## START
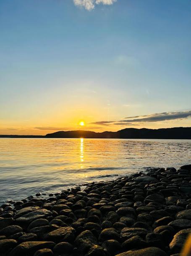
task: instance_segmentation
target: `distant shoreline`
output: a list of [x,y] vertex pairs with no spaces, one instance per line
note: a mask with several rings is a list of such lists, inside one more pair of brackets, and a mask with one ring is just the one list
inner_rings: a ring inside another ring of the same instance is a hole
[[117,132],[95,132],[83,130],[59,131],[45,135],[0,135],[0,138],[84,138],[89,139],[191,139],[191,127],[159,129],[126,128]]

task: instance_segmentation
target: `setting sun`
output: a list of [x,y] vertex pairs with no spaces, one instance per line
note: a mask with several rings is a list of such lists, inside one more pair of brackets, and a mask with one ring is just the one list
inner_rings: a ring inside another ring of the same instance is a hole
[[81,125],[81,126],[84,126],[84,125],[85,125],[85,123],[84,121],[81,121],[79,122],[79,124],[80,125]]

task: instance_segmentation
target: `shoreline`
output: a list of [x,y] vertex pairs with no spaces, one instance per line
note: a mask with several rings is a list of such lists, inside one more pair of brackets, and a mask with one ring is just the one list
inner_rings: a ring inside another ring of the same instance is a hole
[[191,165],[84,185],[1,205],[0,255],[180,253],[191,233]]

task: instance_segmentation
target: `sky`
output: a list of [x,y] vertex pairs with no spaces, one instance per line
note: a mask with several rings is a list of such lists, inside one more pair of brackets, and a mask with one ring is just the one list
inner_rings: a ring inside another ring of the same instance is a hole
[[191,127],[191,0],[1,0],[0,134]]

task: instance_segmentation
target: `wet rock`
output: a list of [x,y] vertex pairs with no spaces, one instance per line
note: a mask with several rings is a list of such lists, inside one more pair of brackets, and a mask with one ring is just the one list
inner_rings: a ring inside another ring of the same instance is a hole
## END
**Work required:** Locate each line in the records above that contains the word "shoreline", and copy those lines out in full.

**Full solution:**
target: `distant shoreline`
target: `shoreline`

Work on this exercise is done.